*INSTRUCTIONS TO FOLLOW:* In the records below, take the lines from the one containing "QA check: does the shadowed" up to and including the one containing "[80,122,612,413]", and express them as a JSON list of strings with one string per line. Leave out any blank lines.

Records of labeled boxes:
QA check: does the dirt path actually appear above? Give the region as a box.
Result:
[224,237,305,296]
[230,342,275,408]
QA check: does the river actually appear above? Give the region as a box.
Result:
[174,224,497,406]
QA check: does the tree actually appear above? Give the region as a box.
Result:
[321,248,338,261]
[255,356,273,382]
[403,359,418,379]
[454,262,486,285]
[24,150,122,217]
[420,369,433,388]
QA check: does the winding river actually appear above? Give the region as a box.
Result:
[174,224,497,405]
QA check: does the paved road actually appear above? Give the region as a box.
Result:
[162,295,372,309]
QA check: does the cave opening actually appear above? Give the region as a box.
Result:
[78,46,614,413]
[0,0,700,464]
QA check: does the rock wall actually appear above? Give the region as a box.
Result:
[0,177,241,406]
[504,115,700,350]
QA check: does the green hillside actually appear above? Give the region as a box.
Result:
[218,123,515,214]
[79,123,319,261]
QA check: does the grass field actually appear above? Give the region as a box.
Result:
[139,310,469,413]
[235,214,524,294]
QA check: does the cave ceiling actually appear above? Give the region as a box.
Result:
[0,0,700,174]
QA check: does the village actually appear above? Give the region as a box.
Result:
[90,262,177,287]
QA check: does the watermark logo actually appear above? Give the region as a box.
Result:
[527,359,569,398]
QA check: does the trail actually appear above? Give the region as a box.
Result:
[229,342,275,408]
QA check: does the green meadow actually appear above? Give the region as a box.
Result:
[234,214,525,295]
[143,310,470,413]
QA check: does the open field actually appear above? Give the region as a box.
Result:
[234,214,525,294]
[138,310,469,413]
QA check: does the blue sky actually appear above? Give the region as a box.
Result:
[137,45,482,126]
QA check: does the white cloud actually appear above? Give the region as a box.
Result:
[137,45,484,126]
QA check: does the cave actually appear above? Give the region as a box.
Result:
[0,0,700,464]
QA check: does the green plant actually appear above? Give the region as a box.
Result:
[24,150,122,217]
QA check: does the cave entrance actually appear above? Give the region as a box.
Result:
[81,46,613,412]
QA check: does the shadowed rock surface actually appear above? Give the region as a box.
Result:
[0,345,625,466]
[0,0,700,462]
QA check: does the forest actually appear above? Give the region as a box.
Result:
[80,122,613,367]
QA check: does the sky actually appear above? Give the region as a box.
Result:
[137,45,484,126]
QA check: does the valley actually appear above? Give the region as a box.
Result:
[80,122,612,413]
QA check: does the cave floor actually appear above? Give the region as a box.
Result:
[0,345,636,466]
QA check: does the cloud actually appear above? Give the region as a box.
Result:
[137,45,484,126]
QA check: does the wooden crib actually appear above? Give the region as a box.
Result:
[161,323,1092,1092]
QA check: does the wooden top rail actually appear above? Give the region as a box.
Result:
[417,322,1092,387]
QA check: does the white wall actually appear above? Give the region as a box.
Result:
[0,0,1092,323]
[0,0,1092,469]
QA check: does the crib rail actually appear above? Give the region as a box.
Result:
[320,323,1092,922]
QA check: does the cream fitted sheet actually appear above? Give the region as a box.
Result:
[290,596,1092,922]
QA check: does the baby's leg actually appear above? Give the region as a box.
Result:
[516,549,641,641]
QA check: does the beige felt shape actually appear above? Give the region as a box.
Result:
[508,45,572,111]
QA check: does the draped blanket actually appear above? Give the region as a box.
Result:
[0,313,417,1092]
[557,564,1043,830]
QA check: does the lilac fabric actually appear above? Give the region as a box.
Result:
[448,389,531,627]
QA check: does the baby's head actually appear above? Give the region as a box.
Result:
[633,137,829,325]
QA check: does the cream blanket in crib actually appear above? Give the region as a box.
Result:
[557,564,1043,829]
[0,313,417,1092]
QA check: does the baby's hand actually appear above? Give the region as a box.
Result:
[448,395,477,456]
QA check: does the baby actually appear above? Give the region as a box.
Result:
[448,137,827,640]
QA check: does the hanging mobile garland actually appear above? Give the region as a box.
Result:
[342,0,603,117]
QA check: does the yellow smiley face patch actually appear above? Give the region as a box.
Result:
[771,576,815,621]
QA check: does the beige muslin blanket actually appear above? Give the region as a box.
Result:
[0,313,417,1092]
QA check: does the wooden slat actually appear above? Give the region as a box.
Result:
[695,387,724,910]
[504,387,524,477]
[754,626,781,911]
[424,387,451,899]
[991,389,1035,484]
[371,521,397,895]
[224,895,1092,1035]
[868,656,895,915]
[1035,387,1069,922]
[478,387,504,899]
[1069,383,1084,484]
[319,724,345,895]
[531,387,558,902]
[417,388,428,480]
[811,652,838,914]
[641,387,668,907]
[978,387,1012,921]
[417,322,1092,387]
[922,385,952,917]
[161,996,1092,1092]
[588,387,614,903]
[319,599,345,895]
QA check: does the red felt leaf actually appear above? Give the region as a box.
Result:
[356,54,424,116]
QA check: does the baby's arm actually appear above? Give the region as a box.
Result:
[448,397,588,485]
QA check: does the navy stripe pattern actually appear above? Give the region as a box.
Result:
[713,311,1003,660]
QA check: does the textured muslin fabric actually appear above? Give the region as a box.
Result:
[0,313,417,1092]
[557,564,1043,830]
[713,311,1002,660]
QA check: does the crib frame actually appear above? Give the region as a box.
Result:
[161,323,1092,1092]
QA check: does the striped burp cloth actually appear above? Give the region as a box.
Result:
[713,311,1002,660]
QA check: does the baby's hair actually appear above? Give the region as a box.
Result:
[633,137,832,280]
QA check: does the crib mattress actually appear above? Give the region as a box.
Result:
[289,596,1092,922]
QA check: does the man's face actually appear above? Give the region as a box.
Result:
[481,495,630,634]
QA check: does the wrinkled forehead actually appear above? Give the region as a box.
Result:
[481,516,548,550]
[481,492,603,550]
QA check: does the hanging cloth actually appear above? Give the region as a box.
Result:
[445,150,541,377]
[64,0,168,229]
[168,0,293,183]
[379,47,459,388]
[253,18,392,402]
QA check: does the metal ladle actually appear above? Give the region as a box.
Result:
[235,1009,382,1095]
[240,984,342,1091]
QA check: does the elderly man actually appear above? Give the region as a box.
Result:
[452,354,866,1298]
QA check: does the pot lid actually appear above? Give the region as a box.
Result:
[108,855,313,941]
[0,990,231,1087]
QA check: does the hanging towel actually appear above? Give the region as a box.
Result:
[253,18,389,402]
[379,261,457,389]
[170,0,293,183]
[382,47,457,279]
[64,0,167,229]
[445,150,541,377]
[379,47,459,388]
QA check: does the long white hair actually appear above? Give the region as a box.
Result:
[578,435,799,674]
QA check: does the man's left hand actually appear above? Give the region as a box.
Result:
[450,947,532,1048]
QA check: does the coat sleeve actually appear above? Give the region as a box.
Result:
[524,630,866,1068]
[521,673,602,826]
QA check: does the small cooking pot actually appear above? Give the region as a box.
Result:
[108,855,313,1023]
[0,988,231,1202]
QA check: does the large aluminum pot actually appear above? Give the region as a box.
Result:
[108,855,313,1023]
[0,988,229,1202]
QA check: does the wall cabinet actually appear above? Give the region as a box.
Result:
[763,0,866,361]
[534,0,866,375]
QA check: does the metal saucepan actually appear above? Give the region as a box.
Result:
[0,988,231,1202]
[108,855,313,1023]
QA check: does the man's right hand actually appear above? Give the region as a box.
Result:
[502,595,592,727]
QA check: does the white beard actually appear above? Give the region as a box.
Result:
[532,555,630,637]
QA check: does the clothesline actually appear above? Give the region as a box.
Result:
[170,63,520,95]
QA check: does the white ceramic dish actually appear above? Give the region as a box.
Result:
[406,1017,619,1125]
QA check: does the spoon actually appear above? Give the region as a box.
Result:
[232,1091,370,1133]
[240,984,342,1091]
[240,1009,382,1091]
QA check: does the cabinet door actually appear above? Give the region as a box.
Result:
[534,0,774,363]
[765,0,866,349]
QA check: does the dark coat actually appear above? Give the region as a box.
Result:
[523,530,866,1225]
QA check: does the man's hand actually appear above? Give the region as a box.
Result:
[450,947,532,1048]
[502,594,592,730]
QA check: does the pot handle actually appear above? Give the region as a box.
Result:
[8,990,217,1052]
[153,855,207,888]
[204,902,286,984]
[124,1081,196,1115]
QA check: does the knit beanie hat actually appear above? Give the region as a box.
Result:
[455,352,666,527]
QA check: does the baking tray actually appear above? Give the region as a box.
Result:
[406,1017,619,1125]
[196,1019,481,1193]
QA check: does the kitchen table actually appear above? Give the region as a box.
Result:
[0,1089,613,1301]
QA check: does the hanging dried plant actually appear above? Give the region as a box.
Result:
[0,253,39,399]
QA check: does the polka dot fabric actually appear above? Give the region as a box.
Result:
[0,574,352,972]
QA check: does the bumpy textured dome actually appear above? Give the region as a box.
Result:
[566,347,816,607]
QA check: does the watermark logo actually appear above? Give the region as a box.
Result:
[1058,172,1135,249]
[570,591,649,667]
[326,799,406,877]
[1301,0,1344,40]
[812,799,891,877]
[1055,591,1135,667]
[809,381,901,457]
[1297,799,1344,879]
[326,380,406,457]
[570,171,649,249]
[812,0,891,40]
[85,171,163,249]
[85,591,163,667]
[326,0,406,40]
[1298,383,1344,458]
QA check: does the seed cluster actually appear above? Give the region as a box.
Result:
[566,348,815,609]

*RESULT:*
[
  "QA check: does the shadowed rock surface actually appear above? Give the region as a box.",
  "Result:",
  "[0,345,625,466]",
  "[0,0,700,462]",
  "QA check: does the forest actually appear above? Give the region as a box.",
  "Result:",
  "[80,122,613,367]",
  "QA check: does the sky actually appear above? Give the region as a box.",
  "Result:",
  "[137,45,484,126]",
  "QA check: does the valley actually appear above? Give the region as a box.",
  "Result:",
  "[80,122,612,413]"
]